◆ **INSTRUCTIONS TO FOLLOW**
Which lines in the data below contain the word "beach"? Copy out each one.

— start of RAW DATA —

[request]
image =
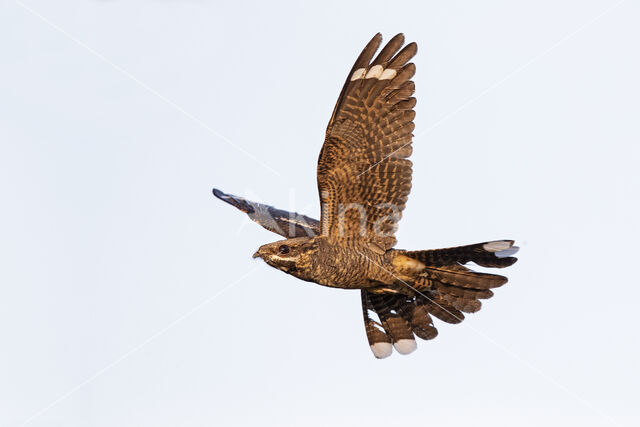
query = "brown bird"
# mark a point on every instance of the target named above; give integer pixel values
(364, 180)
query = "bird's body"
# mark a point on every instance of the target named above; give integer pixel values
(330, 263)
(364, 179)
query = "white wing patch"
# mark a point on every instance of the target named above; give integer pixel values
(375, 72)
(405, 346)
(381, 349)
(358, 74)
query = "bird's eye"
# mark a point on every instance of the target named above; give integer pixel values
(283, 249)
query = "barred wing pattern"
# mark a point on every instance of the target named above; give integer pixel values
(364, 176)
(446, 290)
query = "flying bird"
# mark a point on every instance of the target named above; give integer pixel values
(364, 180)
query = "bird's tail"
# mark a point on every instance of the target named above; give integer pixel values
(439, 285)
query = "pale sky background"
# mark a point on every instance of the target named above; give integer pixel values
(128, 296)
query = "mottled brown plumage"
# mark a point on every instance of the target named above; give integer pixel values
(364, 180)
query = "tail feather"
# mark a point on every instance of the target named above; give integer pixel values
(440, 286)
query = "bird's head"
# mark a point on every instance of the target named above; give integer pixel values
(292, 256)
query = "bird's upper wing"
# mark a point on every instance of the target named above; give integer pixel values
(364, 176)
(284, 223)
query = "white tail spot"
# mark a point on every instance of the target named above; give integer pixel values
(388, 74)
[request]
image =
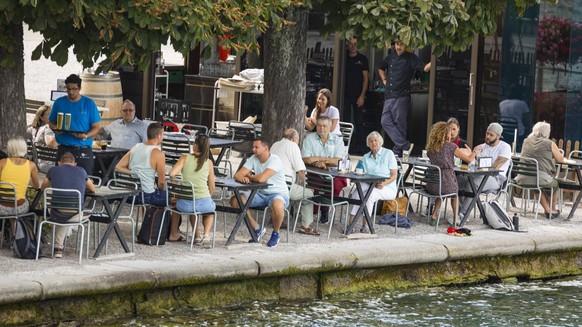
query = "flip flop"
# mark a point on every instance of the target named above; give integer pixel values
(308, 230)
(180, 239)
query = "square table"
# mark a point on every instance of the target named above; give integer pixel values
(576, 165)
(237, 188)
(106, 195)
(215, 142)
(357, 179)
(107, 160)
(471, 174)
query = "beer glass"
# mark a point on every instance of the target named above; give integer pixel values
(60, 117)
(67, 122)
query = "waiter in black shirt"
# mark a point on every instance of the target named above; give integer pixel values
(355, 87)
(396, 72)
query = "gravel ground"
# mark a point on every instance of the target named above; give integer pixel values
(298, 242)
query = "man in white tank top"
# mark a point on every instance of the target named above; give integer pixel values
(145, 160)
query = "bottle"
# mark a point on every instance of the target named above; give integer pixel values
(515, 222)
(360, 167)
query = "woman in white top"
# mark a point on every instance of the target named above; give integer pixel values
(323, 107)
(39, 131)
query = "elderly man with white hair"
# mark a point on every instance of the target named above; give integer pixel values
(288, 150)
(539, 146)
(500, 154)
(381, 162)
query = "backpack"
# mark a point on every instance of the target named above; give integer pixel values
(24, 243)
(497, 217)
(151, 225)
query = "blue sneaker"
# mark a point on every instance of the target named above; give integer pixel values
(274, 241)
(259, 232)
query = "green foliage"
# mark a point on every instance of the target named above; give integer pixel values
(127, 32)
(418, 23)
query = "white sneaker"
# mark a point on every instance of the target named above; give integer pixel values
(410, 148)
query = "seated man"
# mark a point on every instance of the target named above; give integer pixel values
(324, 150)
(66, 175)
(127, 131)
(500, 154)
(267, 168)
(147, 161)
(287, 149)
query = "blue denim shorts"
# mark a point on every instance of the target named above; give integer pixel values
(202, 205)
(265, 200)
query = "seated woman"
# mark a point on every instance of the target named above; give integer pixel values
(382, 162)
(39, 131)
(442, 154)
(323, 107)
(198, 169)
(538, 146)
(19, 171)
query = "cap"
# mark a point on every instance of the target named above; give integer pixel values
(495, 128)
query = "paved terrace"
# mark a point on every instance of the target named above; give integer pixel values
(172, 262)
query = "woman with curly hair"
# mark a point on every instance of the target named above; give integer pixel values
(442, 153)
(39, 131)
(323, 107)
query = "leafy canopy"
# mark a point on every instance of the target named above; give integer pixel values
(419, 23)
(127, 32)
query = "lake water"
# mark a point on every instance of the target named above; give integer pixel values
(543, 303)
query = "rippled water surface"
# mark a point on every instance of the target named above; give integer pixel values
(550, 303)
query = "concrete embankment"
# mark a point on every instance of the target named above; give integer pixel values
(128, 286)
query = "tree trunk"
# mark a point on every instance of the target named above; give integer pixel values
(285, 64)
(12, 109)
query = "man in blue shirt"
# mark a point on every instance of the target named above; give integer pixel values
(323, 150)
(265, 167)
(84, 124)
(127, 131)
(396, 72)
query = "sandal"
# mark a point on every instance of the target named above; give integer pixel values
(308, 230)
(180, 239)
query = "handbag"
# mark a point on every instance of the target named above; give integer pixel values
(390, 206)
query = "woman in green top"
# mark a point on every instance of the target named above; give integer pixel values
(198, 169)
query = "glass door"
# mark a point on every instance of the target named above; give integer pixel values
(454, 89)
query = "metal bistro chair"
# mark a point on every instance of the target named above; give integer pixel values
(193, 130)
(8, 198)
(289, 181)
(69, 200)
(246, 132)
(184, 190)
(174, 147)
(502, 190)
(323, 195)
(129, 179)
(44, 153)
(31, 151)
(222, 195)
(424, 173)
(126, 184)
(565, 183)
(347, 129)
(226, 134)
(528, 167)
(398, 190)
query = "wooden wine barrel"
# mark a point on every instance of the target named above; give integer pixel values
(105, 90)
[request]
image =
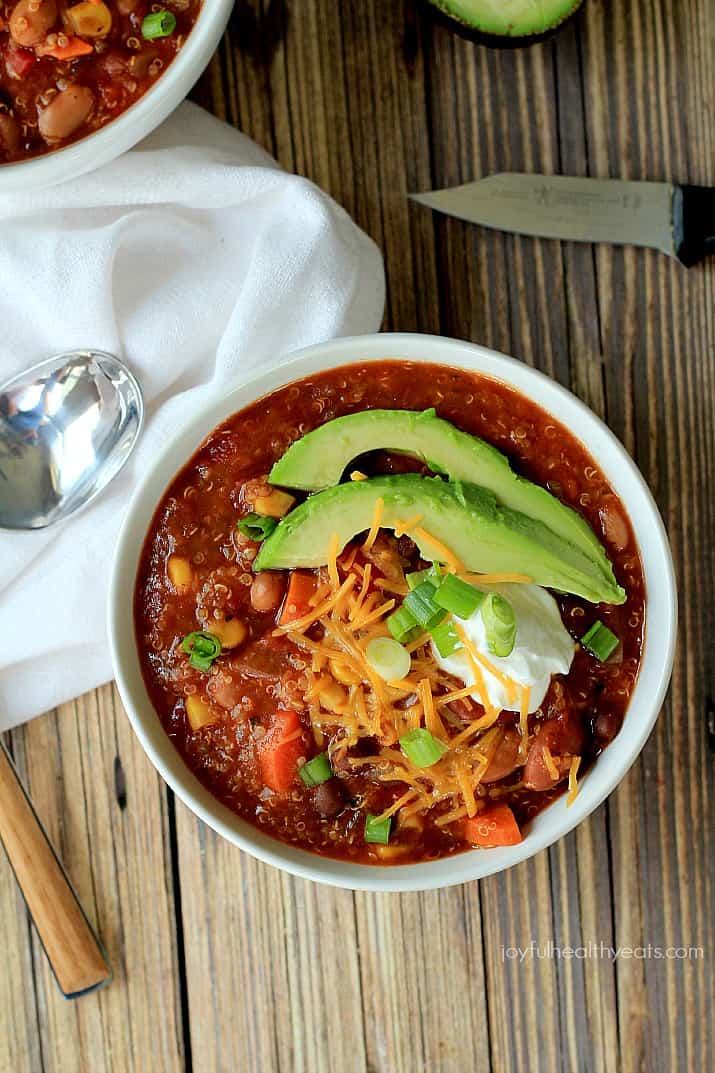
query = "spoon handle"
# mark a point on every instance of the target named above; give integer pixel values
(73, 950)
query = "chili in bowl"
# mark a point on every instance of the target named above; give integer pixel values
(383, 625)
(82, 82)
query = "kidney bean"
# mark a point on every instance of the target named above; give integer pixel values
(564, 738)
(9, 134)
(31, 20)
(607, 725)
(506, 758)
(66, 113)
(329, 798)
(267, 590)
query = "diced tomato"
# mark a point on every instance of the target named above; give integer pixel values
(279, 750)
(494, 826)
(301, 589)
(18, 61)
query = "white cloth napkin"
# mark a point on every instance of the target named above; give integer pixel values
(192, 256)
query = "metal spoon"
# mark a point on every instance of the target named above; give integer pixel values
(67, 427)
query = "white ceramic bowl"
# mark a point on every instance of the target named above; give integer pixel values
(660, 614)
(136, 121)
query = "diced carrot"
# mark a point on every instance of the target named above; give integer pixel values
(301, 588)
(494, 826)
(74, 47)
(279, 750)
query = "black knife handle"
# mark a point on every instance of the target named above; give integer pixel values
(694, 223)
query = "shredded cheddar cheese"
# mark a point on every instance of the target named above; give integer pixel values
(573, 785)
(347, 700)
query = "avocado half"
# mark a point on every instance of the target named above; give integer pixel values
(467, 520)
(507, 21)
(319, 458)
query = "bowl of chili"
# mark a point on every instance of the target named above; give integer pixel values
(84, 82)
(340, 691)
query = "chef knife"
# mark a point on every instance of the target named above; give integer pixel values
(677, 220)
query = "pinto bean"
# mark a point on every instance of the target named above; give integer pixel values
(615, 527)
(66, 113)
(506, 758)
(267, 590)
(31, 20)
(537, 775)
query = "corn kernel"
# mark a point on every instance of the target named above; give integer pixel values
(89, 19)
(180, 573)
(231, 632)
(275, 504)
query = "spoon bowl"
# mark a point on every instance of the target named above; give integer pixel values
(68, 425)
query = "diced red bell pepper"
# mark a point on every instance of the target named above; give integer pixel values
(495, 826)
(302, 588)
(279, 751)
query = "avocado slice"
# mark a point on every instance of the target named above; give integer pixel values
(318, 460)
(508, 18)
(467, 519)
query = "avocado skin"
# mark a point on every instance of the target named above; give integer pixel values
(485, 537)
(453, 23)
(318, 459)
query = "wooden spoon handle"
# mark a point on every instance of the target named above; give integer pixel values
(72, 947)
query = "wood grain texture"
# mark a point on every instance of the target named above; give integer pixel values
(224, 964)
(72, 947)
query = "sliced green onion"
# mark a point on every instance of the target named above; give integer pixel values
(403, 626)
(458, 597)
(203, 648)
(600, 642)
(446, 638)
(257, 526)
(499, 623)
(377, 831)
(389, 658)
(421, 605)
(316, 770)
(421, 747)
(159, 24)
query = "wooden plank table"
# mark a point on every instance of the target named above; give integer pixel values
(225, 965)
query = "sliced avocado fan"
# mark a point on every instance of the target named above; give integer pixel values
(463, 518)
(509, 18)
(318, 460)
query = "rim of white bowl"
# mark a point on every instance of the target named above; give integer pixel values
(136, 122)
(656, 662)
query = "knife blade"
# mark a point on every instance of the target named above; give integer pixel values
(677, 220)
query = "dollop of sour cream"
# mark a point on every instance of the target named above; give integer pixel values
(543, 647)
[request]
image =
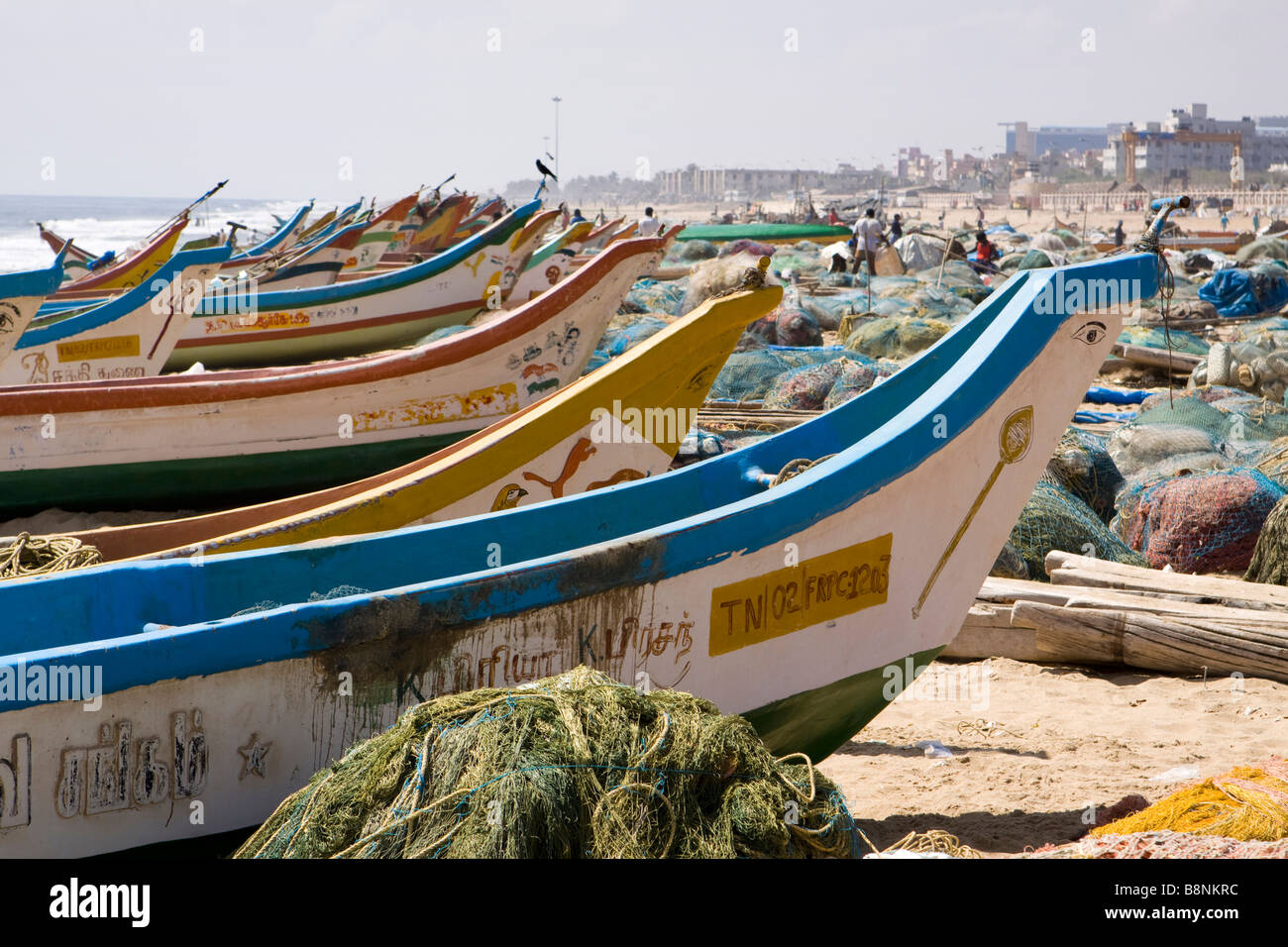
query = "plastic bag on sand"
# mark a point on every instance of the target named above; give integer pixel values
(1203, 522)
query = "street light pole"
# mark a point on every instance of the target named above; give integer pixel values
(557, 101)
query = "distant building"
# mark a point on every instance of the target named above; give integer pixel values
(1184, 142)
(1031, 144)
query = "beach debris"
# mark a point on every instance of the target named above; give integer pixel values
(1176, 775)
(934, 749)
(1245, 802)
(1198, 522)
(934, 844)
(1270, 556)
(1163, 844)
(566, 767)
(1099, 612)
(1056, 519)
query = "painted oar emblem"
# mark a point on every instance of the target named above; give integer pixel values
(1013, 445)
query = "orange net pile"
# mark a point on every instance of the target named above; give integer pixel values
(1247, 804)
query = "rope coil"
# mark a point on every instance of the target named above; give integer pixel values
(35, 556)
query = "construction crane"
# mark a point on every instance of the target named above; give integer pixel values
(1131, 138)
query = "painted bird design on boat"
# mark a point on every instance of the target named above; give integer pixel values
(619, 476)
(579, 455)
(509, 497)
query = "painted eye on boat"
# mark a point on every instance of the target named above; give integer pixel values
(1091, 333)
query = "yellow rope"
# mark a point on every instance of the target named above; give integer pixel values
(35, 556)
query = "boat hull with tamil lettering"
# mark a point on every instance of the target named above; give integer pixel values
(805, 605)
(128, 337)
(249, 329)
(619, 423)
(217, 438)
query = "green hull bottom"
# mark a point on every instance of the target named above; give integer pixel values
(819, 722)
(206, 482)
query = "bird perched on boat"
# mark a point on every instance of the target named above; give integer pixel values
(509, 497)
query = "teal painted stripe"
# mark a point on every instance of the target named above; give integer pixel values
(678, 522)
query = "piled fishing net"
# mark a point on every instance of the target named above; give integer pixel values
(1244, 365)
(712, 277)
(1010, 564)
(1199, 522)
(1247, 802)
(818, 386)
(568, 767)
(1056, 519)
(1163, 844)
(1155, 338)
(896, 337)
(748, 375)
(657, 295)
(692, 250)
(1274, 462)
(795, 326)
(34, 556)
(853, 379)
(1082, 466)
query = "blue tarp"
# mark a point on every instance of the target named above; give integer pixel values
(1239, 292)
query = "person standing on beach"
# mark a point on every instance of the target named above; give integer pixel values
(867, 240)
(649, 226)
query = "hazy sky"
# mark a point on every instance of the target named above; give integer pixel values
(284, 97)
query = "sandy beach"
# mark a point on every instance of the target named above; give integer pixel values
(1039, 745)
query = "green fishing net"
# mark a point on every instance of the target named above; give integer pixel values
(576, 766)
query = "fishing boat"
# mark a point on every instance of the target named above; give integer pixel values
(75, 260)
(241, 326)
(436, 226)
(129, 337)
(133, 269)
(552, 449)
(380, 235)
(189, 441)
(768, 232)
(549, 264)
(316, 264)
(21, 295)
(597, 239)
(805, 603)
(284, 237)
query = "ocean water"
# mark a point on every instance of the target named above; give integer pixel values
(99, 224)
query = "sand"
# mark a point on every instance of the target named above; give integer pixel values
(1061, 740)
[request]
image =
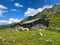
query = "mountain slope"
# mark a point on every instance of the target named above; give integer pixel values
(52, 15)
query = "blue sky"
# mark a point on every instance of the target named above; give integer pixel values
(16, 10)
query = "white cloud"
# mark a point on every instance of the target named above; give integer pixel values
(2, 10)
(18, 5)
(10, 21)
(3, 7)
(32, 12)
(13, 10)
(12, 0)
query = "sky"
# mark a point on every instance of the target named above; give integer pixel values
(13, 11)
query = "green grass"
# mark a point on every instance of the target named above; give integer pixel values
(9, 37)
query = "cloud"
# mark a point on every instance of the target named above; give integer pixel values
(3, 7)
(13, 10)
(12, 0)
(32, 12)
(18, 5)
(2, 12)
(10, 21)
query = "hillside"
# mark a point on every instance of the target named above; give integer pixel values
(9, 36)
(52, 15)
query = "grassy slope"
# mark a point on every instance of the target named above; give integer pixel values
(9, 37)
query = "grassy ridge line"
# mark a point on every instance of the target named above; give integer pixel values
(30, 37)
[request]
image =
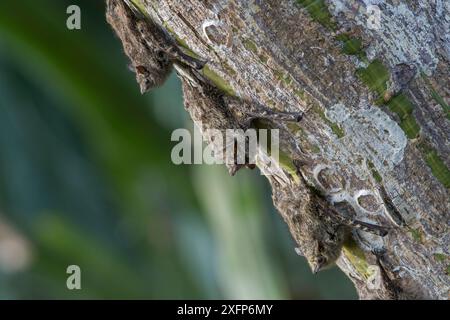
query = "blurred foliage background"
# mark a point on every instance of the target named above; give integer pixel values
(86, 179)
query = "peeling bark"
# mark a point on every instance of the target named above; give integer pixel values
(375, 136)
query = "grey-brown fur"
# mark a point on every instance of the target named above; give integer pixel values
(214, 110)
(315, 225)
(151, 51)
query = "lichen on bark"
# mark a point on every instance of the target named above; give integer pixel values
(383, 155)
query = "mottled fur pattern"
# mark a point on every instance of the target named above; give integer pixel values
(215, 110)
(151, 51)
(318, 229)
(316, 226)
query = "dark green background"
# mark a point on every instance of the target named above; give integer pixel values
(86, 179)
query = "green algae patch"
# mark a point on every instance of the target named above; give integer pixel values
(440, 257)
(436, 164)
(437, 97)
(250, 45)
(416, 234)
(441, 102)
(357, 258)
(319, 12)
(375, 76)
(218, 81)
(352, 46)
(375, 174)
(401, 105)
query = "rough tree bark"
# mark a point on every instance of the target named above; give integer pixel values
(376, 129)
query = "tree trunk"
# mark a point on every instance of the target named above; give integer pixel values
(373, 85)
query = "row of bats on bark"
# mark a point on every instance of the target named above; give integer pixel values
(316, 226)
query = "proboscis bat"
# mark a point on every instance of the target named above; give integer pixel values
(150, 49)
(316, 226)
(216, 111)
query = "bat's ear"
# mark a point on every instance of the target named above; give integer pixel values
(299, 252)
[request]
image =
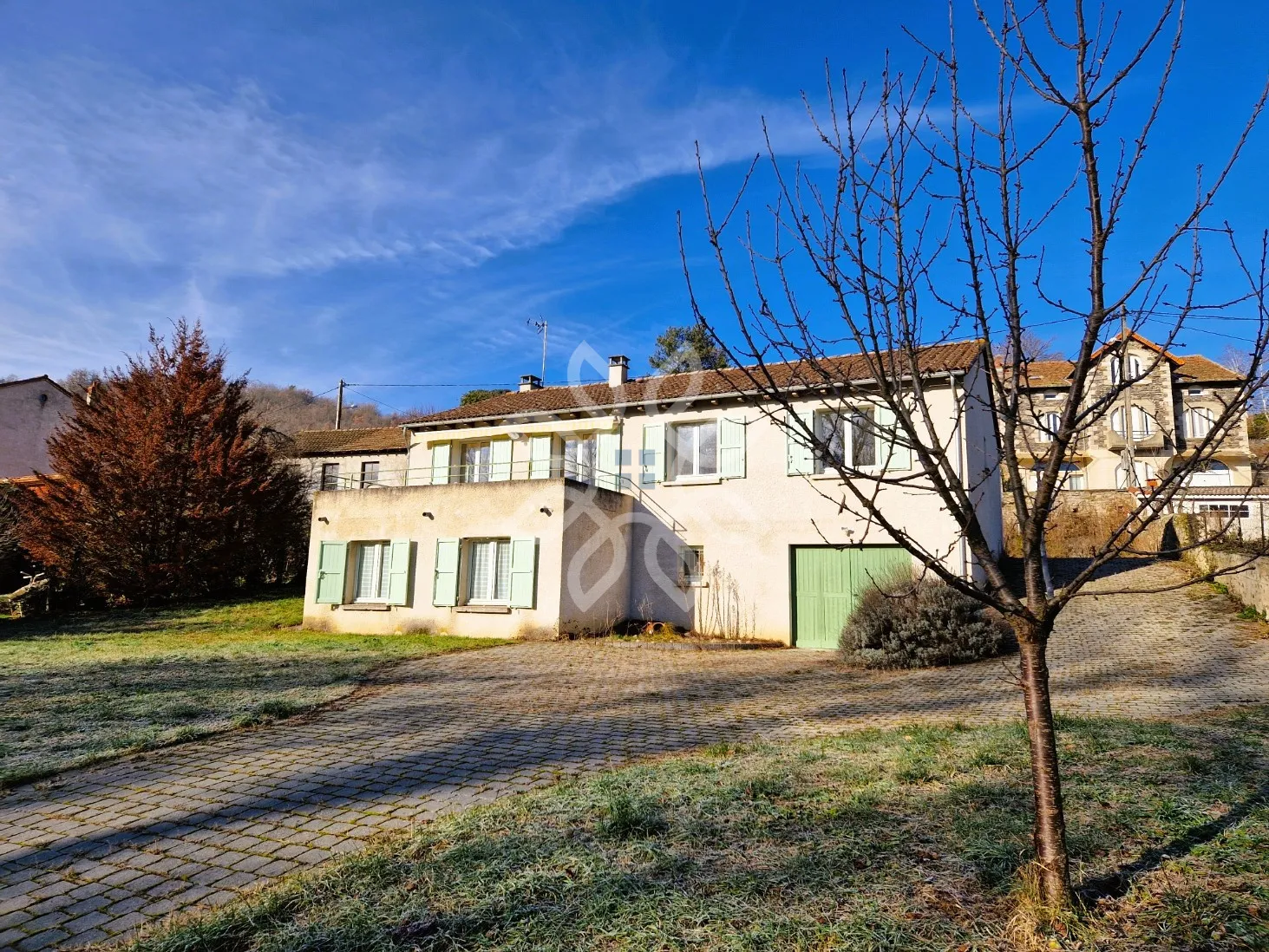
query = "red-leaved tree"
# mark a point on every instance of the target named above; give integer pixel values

— end of RAW DATA —

◆ **THE OUTPUT**
query = "beach debris"
query = "person standing on beach"
query = "sandy beach"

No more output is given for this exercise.